Work instruction: What follows is data; output all of it exactly as given.

Region pointing data:
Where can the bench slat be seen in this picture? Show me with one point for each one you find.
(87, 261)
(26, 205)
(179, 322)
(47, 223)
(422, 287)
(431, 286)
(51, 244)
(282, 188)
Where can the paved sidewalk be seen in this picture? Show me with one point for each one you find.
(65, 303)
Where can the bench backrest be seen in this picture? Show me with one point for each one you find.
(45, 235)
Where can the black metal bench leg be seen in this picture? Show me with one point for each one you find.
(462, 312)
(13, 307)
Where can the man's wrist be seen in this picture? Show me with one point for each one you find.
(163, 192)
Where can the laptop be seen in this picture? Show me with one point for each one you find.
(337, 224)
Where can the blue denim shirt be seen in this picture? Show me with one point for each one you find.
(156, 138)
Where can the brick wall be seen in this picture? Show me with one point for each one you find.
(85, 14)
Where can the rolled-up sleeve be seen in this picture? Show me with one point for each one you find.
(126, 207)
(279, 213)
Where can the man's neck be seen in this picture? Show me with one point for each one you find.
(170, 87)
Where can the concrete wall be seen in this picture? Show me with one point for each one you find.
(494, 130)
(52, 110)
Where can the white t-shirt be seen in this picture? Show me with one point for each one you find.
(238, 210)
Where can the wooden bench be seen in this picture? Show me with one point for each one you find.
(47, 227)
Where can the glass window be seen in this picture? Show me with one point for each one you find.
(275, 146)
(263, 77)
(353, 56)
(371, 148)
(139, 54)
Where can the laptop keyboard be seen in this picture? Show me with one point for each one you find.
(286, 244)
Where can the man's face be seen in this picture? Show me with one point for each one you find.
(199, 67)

Finished task:
Where can the bench slat be seen in this picture? Show me with one point for each one you find.
(87, 261)
(26, 205)
(179, 322)
(47, 223)
(422, 287)
(431, 286)
(51, 244)
(282, 188)
Where can the paved sidewalk be seen in this picture? Show me with one point for each one you find.
(65, 303)
Where can the bench backrest be seen in this picture? Show me with one point for each one you find.
(45, 235)
Where can the black metal bench leg be seen in this picture? Show me with one point for each one you find.
(462, 312)
(13, 307)
Where can the man's wrist be seen in this picture? Show me with one point for each one you find.
(163, 192)
Where can the laptop be seen in this picture? Show me with one point for each one you find.
(337, 224)
Where can the blue denim shirt be seen in this picture? Show me with one point for each one you find.
(156, 138)
Where can the brick wall be seen in this picture? Show me with one point for each one you find.
(85, 14)
Where can the rolled-up sleeve be seen in this picture? Show me with one point for each one you find.
(126, 207)
(279, 213)
Where can the man's neck be seen in this picture? Show me with one point for each one you find.
(170, 87)
Where can the concrete wall be seen in this picture? Show me with one point for each one you find.
(494, 130)
(52, 110)
Where can the white t-shirt be seen in this picture? Show me with one point for each one you find.
(238, 210)
Where can the wooden bench be seen in this picture? Show me with one point for each one you find.
(47, 227)
Where can the glass window be seen in this picture? Show me with one point for each one you find.
(275, 146)
(263, 77)
(353, 56)
(371, 148)
(139, 54)
Where can the laptop keyboard be seen in this picture? Show me with one point for each one you find.
(286, 244)
Where can the man's face be seen in this picture? Show me with one point for each one you find.
(199, 67)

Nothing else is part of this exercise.